▶ **Provided information**:

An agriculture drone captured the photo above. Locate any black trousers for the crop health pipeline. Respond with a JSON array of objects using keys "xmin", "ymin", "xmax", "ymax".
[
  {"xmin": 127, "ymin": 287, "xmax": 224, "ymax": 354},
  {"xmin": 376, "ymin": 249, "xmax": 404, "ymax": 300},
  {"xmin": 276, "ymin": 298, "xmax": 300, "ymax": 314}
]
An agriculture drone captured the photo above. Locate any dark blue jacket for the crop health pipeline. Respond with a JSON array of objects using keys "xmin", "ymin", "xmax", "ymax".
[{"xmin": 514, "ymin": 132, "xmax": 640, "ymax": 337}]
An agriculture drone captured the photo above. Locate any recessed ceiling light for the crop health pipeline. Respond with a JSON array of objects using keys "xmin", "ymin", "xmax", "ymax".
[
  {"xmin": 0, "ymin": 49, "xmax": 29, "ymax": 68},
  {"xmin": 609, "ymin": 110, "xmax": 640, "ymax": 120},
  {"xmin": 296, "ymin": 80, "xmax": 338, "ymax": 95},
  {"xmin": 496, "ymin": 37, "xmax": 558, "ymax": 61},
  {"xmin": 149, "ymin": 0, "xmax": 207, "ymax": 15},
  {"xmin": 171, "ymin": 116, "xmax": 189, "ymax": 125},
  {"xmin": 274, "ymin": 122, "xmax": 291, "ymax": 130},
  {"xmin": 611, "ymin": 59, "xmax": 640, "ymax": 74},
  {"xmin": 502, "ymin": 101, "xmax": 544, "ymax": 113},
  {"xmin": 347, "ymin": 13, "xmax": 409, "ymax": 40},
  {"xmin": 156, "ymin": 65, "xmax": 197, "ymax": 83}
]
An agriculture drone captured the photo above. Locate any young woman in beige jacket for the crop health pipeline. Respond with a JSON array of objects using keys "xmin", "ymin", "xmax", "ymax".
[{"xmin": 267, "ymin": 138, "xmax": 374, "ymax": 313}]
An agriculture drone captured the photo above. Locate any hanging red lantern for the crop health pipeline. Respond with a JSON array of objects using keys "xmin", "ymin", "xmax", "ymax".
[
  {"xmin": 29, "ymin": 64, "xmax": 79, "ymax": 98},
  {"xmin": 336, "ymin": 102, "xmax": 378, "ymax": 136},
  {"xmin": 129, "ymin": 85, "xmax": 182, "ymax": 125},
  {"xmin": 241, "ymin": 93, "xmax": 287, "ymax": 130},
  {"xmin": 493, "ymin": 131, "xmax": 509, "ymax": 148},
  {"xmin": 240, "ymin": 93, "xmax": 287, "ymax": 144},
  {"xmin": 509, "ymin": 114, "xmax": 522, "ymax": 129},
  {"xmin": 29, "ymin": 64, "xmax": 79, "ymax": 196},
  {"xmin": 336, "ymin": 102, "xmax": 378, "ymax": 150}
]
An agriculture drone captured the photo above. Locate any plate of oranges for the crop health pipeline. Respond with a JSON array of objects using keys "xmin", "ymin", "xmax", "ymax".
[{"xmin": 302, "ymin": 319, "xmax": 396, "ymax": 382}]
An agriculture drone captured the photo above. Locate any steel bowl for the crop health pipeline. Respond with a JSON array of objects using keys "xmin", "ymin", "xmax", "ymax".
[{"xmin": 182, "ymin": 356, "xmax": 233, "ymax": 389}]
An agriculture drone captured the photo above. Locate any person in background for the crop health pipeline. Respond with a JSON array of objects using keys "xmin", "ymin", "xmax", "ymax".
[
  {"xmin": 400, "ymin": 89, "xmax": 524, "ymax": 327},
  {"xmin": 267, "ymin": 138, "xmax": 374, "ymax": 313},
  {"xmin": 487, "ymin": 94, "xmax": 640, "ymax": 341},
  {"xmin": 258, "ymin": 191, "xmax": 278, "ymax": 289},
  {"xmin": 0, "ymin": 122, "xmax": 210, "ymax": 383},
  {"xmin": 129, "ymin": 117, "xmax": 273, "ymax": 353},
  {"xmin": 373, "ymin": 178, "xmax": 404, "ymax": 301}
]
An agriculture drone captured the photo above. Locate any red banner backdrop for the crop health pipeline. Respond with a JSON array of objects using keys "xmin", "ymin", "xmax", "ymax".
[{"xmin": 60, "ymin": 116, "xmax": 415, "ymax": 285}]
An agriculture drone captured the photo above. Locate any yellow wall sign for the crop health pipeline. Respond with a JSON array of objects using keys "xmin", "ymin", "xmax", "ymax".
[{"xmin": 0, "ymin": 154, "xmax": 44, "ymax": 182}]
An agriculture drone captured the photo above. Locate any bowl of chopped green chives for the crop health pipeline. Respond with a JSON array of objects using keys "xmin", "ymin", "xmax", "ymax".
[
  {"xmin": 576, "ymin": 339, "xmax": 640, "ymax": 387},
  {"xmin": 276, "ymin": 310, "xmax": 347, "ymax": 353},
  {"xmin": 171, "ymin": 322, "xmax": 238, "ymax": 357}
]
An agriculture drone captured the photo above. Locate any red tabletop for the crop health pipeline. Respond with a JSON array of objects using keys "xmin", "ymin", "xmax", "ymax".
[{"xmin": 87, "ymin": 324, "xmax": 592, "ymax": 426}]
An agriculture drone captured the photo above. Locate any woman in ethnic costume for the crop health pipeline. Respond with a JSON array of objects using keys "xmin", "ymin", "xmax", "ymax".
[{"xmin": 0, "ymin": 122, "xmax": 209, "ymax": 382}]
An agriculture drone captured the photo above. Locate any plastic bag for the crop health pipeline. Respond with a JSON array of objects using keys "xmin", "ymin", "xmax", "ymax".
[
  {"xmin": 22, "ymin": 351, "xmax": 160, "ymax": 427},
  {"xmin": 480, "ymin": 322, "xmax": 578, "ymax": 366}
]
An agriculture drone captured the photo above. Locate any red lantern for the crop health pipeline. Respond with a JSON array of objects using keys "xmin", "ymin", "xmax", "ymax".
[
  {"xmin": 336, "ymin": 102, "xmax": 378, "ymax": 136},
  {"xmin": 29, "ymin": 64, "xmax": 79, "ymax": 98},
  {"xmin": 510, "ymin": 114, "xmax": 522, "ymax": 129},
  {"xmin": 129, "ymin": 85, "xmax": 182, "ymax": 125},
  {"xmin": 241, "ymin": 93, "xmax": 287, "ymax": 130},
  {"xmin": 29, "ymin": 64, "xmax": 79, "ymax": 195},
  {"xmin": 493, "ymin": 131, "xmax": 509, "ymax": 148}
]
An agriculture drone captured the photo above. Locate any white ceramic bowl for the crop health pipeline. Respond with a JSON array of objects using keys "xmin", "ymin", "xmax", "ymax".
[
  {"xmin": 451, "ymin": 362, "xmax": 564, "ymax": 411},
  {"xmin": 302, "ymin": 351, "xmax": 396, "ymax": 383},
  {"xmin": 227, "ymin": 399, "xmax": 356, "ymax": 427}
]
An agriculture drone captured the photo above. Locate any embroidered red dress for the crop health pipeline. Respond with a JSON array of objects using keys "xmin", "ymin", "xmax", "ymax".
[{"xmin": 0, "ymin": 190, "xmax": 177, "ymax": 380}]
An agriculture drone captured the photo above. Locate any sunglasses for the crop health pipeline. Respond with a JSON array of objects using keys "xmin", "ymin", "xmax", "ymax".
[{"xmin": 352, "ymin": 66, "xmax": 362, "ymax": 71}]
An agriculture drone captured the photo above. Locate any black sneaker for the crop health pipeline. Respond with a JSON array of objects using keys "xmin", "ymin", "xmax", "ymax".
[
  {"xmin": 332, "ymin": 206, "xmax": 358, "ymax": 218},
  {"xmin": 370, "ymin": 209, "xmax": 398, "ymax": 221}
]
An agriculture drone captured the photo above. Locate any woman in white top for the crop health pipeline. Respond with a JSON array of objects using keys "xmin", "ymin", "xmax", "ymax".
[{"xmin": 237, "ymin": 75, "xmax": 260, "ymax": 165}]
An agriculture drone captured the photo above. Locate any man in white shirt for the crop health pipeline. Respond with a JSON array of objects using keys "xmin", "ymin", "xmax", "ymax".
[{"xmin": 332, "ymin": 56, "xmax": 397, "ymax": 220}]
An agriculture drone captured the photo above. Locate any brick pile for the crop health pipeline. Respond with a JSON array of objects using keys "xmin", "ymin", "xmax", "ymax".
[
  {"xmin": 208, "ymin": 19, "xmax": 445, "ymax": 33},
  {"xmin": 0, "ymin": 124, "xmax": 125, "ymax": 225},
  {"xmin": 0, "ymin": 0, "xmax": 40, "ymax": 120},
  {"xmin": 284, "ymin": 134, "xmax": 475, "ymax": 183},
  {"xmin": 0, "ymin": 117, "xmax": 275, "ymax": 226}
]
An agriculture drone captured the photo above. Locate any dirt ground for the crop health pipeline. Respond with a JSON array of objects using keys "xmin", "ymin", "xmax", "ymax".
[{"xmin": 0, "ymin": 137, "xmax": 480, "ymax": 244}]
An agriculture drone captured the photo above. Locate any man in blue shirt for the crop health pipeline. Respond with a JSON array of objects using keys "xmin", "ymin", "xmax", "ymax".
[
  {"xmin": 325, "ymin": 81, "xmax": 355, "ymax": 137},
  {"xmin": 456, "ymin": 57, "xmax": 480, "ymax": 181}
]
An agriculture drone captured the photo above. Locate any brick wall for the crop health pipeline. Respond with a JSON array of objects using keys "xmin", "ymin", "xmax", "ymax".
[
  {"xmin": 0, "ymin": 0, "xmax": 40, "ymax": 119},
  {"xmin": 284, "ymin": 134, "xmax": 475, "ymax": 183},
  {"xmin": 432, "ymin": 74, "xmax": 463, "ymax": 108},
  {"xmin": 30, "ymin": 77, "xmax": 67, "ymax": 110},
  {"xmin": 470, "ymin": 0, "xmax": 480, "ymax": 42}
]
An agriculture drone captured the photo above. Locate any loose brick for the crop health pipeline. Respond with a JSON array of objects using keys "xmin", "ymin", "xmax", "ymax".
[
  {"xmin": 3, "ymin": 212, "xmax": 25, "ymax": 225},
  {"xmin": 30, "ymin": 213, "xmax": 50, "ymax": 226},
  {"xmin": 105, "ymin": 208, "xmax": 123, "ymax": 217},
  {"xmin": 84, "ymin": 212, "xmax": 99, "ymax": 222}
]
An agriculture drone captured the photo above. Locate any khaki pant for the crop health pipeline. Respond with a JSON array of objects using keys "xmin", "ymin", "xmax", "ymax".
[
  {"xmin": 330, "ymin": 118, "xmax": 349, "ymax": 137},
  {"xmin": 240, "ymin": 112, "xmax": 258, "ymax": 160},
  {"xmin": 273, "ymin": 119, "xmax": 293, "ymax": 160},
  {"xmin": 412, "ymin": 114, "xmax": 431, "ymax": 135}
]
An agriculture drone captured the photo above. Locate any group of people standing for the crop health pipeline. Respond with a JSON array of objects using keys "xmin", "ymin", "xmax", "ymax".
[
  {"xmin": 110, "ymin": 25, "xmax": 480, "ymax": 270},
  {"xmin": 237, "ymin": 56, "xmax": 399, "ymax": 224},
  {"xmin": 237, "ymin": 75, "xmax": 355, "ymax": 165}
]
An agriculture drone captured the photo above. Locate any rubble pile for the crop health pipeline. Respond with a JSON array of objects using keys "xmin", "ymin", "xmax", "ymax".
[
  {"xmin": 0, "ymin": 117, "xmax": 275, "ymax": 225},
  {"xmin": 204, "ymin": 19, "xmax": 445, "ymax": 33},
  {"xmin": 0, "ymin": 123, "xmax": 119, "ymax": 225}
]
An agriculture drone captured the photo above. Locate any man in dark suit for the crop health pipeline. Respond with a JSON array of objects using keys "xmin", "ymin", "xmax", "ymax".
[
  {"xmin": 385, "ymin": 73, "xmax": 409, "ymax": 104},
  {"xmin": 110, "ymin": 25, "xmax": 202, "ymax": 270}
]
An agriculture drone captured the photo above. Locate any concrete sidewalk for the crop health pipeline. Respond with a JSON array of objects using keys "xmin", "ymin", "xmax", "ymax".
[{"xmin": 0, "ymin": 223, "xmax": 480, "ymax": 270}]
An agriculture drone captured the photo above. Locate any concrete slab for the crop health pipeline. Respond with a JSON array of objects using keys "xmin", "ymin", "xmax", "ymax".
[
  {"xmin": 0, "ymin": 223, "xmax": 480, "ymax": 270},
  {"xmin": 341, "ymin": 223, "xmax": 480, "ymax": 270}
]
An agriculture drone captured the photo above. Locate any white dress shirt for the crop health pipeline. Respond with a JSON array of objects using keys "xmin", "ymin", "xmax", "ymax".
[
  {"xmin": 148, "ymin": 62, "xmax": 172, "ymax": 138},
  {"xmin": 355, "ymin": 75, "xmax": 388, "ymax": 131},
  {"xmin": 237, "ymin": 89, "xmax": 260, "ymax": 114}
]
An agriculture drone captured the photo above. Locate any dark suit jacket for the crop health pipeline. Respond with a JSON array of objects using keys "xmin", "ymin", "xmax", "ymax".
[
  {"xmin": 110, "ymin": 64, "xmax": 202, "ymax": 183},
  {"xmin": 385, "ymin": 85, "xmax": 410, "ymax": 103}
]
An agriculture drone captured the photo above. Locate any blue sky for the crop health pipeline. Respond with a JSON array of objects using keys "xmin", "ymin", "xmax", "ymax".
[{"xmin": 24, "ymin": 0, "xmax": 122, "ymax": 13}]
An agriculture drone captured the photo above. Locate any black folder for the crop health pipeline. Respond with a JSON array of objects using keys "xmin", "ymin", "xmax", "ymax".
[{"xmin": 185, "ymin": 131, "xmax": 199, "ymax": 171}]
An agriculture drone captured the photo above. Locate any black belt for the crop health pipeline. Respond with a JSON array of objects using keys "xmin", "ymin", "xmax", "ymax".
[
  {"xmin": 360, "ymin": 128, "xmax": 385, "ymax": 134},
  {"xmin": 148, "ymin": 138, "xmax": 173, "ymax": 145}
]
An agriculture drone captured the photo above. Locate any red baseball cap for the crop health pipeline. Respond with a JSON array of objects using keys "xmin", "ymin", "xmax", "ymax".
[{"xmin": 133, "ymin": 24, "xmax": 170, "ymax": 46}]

▶ **Instructions for the task**:
Collect each line of the data above that contains the string "tabletop" and reproduce those lines in full.

▶ **Written response**:
An agriculture drone captured the photo above. Locate any red tabletop for the crop health pipeline. Respond with a JSON array of objects using keys "xmin", "ymin", "xmax", "ymax".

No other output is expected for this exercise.